• _THE TASK_: How many lines in the entries below contain the word "flop"? Reply with the number alone.

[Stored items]
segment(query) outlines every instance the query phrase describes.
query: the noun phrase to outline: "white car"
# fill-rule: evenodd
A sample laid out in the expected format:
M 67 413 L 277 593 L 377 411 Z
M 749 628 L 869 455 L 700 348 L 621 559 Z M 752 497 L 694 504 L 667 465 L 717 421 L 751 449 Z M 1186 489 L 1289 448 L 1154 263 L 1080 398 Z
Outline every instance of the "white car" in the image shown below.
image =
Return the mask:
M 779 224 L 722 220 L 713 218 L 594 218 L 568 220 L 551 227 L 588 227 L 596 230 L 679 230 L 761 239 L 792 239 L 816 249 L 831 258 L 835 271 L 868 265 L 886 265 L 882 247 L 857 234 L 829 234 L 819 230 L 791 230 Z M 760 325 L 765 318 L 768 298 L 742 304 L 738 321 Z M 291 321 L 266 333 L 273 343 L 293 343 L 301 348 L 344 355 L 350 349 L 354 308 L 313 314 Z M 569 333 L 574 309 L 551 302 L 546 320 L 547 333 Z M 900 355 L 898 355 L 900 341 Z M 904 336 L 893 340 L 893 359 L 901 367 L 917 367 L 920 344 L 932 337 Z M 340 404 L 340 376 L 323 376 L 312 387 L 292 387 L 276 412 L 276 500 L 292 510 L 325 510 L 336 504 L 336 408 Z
==
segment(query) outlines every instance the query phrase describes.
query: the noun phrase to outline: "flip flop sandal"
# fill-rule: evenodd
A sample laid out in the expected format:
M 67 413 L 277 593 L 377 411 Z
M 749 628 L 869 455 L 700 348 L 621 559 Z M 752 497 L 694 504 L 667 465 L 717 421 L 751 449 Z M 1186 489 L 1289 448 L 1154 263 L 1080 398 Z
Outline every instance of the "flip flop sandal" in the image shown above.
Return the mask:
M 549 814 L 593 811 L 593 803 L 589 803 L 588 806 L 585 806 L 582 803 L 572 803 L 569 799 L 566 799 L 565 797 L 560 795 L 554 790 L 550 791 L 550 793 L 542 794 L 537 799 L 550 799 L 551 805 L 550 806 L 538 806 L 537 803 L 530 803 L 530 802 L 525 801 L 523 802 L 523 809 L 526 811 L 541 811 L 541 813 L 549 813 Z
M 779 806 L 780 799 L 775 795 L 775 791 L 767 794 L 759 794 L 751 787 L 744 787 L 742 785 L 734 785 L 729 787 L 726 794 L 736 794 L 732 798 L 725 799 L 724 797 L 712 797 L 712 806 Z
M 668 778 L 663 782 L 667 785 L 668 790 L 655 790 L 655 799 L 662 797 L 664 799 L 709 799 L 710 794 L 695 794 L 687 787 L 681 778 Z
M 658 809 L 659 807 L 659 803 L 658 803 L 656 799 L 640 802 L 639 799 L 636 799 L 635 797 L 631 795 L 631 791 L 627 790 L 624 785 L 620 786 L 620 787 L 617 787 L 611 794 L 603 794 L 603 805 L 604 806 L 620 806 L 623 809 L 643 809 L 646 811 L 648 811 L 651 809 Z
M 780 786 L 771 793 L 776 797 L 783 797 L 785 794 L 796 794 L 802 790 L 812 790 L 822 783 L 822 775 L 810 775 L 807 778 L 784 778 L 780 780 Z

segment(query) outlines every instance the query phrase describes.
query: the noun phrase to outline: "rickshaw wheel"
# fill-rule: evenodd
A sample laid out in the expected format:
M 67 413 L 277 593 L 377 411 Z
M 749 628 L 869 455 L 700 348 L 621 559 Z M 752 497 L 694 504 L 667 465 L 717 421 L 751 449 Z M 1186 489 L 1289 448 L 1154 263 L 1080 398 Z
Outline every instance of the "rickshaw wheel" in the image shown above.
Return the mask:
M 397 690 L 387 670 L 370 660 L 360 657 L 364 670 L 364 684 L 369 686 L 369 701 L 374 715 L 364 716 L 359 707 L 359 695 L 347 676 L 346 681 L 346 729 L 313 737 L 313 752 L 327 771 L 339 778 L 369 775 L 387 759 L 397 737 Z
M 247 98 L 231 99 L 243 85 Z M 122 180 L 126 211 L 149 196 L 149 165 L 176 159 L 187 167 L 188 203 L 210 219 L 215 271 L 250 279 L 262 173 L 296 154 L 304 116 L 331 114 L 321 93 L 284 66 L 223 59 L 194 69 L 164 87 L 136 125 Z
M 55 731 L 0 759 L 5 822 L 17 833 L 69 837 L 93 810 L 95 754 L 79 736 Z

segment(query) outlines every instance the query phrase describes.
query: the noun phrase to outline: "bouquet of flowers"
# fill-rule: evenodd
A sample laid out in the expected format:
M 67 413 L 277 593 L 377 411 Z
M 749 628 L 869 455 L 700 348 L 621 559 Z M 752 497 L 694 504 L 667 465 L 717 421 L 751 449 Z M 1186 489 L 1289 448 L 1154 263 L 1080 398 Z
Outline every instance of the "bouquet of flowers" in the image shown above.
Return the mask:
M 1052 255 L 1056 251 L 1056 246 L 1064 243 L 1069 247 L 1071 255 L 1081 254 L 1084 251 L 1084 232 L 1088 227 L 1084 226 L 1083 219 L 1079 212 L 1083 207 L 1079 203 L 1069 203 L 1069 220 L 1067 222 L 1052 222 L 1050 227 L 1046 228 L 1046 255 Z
* * *
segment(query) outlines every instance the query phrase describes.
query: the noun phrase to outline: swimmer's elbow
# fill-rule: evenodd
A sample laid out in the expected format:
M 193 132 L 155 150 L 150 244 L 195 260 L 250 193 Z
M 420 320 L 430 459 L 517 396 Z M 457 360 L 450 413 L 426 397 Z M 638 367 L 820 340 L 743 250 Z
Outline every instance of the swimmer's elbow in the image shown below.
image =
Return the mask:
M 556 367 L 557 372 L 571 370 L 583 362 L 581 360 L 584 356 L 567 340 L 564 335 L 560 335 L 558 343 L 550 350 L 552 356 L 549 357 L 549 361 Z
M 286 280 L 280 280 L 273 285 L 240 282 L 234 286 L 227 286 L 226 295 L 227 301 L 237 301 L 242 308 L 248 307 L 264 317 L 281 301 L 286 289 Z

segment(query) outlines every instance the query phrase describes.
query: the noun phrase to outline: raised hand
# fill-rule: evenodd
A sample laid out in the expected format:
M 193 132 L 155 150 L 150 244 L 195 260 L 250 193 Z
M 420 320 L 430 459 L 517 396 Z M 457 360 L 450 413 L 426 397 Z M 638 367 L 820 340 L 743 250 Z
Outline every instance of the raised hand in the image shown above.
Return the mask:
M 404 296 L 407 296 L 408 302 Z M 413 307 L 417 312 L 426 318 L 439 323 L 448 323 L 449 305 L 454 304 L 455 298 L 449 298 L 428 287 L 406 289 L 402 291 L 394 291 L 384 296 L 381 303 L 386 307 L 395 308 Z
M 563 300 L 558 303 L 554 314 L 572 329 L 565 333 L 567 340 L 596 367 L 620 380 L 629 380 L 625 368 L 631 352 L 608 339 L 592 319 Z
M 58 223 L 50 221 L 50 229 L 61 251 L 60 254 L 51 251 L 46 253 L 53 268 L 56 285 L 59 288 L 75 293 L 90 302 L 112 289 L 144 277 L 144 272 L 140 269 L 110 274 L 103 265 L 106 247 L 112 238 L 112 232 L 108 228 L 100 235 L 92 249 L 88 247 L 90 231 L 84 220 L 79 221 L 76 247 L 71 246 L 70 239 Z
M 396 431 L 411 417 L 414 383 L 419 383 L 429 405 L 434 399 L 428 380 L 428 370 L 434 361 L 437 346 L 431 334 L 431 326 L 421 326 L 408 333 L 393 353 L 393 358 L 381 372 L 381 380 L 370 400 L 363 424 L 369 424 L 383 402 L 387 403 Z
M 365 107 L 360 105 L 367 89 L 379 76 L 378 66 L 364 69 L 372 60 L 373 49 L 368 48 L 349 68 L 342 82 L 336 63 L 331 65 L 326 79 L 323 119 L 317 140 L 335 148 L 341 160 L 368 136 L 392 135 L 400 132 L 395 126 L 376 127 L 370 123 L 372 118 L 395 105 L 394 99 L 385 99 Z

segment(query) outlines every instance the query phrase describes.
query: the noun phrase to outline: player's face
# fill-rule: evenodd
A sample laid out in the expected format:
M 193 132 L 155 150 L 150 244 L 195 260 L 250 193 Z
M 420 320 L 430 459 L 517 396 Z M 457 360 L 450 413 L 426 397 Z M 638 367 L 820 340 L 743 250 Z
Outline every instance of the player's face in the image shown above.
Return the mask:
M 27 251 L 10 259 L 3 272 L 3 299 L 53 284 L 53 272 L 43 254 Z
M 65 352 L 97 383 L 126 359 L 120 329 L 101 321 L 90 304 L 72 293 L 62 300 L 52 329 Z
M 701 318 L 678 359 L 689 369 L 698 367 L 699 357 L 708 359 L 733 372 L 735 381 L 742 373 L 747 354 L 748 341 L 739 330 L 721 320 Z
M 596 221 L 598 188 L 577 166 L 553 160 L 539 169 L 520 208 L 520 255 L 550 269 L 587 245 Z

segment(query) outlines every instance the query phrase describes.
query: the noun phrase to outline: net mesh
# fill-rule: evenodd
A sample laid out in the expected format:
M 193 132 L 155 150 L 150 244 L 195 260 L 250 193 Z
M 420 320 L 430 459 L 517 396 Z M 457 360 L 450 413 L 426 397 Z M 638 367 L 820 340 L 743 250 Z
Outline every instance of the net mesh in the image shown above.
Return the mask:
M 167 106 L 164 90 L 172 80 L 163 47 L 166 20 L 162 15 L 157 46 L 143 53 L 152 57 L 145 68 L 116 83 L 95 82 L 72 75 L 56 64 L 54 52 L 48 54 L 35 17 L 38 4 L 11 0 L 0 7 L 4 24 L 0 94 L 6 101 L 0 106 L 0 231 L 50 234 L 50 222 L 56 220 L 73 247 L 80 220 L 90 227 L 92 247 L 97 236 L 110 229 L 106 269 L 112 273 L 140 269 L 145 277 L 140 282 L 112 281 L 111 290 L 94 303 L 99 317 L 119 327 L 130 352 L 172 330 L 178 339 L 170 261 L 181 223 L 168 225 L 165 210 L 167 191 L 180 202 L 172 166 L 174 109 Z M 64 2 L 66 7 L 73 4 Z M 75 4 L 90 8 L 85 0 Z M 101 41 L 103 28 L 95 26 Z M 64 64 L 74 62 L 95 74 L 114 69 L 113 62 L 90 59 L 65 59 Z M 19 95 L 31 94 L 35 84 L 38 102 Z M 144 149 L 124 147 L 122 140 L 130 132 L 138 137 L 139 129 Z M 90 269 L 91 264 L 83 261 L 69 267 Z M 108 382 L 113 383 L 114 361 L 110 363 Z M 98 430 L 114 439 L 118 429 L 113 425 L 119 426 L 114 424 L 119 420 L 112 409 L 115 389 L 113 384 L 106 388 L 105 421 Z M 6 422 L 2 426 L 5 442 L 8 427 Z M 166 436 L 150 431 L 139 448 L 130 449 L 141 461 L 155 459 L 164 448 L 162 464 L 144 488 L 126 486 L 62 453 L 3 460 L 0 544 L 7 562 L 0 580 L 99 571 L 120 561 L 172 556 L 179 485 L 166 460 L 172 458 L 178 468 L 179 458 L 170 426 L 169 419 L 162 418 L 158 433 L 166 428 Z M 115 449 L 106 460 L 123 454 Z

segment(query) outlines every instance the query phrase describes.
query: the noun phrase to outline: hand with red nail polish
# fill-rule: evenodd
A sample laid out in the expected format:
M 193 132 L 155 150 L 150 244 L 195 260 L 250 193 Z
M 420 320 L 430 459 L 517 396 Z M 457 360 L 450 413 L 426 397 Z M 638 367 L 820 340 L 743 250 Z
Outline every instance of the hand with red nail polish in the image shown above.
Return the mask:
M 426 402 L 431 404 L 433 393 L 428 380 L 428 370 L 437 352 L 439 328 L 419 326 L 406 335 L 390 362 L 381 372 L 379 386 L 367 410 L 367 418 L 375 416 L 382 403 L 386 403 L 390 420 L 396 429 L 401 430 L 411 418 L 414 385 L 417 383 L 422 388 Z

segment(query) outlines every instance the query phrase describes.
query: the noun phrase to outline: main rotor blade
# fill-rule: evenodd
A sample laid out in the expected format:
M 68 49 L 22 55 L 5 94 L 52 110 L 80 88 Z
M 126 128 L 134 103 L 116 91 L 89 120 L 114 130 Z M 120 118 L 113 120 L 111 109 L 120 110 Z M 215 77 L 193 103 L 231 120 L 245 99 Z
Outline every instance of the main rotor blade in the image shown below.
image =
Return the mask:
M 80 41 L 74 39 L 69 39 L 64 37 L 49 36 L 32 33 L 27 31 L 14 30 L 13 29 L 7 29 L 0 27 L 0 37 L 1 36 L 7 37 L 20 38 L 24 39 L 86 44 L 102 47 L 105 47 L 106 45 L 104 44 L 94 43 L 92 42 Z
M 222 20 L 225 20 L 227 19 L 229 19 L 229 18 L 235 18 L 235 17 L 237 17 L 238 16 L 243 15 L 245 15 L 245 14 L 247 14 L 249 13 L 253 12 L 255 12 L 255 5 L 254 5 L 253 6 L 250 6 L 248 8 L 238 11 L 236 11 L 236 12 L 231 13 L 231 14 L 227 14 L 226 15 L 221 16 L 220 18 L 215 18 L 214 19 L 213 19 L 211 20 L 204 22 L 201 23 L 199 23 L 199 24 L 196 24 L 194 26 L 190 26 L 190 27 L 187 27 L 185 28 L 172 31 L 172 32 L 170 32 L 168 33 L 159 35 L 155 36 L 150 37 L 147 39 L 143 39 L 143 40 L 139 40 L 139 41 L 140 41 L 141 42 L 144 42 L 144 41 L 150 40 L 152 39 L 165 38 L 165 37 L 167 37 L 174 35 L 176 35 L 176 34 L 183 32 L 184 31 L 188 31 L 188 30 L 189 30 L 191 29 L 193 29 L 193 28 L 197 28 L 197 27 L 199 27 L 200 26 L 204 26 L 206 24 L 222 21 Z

• _EXERCISE ANSWER_: 2